DOCUMENT SEGMENT |
--- START ---

4. To make an informed choice about whether to continue her pregnancy, the pregnant woman has a compelling interest in knowing the likelihood of her unborn child surviving to full-term birth based on the presence of cardiac activity.

B. The legislature finds that the state of Arizona never repealed, either expressly or by implication, the state statutes enacted before the ruling in Roe v. Wade, 410 U.S. 113 (1973) that prohibit and criminalize abortion unless the mother's life is in danger.

Sec. 7. Applicability

This act applies only to abortions that are performed or induced on or after the effective date of this act.

Sec. 8. Severability

A. Mindful of Leavitt v. Jane L., 518 U.S. 137 (1996), in which, in the context of determining the severability of a state statute regulating abortion, the United States Supreme Court held that an explicit statement of legislative intent is controlling, it is the intent of the legislature that every provision, section, subsection, sentence, clause, phrase or word in this act and every application of the provisions in this act are severable from each other.

B. If a court finds any application of any provision in this act to any person, group of persons or circumstances to be invalid or unconstitutional, the remaining applications of that provision to all other persons and circumstances shall be severed and may not be affected.  All constitutionally valid applications of this act shall be severed from any applications that a court finds to be invalid, leaving the valid applications in force, because it is the legislature's intent and priority that the valid applications be allowed to stand alone.  Even if a reviewing court finds a provision of this act to impose an undue burden in a large or substantial fraction of relevant cases, the applications that do not present an undue burden shall be severed from the remaining applications, shall remain in force and shall be treated as if the legislature had enacted a statute limited to the persons, group of persons or circumstances for which the statute's application does not present an undue burden.

--- END ---

TASK GOAL |
According to the excerpt from the act, which abortions does the act apply to?

DATASET EXTRACT |

--- START ---

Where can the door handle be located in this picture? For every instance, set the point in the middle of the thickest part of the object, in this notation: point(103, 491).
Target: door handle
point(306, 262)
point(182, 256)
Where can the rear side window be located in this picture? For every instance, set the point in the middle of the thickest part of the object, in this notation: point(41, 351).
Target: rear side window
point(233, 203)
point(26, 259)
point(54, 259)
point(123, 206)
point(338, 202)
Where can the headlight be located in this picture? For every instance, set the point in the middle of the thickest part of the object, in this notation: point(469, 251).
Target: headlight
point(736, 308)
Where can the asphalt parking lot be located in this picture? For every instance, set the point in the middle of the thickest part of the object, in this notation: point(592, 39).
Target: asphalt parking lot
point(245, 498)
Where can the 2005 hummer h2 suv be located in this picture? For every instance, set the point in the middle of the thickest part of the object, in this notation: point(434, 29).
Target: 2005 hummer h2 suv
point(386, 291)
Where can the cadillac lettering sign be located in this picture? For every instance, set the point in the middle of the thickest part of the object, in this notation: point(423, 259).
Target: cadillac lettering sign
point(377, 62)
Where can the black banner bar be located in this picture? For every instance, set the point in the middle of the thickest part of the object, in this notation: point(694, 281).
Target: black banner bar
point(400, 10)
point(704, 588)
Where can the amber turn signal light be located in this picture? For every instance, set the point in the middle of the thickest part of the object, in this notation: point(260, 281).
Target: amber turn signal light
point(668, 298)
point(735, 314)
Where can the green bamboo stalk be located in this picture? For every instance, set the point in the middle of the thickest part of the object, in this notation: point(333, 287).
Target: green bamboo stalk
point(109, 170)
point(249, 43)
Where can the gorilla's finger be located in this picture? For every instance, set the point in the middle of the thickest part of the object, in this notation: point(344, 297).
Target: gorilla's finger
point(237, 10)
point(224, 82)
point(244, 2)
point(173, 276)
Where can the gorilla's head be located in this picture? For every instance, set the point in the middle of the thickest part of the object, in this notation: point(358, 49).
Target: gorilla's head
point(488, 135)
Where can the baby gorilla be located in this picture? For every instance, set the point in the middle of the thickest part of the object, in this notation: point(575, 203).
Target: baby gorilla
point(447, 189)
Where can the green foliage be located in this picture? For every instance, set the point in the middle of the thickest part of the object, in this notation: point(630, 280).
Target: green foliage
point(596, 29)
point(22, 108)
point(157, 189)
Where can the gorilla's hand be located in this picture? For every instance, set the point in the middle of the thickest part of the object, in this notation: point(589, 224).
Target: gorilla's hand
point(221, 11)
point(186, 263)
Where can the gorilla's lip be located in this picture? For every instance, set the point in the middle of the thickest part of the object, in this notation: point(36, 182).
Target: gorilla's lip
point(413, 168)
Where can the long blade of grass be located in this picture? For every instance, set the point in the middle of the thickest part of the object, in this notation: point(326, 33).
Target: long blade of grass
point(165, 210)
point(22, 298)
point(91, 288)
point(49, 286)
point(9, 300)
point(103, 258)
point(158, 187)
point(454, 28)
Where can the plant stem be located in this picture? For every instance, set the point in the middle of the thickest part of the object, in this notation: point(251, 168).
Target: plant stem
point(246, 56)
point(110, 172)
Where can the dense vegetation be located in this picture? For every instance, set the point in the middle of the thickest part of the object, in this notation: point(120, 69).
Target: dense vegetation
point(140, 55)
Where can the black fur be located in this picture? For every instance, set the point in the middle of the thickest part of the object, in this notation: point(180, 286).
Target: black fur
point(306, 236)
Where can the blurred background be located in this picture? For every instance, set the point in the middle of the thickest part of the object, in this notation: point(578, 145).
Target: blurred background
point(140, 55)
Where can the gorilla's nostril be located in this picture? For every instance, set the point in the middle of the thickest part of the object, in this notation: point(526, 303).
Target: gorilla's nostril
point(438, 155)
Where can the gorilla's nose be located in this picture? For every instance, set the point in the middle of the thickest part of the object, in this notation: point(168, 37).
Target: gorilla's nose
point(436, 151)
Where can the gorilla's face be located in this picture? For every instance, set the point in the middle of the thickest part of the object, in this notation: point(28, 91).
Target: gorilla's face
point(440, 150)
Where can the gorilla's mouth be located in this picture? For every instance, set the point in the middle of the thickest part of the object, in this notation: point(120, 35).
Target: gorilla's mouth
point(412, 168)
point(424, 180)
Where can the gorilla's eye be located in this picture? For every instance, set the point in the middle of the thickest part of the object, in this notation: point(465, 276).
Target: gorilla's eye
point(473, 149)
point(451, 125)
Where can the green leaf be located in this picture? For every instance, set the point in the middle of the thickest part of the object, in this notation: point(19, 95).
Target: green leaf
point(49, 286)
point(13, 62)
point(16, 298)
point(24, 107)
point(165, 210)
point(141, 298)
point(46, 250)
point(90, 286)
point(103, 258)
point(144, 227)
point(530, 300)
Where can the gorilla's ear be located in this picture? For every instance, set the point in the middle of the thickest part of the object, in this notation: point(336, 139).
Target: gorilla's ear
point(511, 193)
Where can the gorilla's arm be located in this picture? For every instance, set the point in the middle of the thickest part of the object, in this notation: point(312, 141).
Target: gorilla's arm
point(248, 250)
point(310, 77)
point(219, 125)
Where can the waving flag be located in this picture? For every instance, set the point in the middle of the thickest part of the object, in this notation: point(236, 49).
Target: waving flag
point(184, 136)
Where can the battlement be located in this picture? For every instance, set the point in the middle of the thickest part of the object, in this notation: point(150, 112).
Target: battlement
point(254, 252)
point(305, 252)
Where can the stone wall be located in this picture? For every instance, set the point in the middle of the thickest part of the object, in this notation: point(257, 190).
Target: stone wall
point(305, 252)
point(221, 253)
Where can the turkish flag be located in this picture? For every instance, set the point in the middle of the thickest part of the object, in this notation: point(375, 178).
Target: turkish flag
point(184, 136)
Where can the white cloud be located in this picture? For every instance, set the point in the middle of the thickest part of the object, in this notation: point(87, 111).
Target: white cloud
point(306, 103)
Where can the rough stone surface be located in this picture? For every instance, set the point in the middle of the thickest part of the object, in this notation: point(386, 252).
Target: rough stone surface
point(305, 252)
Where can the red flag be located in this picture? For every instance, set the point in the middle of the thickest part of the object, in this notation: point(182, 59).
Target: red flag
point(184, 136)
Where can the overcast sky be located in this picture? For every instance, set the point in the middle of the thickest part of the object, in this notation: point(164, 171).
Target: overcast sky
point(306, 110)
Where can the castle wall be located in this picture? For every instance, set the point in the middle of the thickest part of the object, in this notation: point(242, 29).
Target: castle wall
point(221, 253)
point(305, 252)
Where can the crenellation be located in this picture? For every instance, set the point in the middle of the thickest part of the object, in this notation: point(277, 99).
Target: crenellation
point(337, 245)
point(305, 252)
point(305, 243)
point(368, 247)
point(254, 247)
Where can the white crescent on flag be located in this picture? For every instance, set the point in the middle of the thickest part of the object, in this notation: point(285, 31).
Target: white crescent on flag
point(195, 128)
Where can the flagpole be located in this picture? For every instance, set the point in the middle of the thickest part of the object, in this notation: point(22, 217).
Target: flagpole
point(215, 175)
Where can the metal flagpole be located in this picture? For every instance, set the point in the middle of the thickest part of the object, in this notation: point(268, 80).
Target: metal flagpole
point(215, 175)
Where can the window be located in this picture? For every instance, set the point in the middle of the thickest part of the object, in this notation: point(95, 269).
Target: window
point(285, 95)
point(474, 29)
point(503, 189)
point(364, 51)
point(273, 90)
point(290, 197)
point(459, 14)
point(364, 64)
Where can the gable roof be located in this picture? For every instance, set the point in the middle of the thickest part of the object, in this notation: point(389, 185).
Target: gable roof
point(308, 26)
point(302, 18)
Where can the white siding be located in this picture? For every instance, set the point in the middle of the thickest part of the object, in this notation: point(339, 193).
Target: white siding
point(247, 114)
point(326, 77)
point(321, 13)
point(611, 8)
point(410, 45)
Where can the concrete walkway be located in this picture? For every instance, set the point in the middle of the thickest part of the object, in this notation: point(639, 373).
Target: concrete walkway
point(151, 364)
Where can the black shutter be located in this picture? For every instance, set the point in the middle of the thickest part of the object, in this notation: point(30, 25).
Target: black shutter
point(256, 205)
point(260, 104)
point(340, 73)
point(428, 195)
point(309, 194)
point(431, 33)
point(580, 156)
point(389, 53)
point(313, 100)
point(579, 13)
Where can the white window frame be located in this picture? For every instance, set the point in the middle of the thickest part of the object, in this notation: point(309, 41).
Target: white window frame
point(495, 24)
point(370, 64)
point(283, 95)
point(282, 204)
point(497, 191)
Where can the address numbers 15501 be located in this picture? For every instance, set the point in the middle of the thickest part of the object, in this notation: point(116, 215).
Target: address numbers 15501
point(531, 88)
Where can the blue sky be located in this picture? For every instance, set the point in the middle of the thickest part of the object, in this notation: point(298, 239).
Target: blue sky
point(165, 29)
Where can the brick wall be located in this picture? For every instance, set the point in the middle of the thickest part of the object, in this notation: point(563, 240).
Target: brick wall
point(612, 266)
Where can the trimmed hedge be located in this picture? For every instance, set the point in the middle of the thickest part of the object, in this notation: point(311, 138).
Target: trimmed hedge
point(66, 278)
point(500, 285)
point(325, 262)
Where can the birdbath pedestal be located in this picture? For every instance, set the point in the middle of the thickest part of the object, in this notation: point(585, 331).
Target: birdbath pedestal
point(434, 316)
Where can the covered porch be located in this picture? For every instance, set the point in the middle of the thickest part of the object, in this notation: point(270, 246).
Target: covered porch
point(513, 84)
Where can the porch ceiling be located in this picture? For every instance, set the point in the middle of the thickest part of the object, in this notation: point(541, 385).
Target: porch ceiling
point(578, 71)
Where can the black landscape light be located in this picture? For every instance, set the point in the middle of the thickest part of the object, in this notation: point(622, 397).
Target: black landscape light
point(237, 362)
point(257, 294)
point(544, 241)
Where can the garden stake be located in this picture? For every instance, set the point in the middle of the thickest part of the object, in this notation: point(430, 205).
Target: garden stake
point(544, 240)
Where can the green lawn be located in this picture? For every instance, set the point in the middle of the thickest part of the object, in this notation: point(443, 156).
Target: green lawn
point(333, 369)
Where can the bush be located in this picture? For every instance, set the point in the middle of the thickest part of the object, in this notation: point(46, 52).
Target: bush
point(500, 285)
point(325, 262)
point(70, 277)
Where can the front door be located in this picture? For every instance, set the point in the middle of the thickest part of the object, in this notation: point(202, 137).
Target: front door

--- END ---

EXERCISE RESPONSE |
It applies only to abortions performed or induced on or after the act's effective date.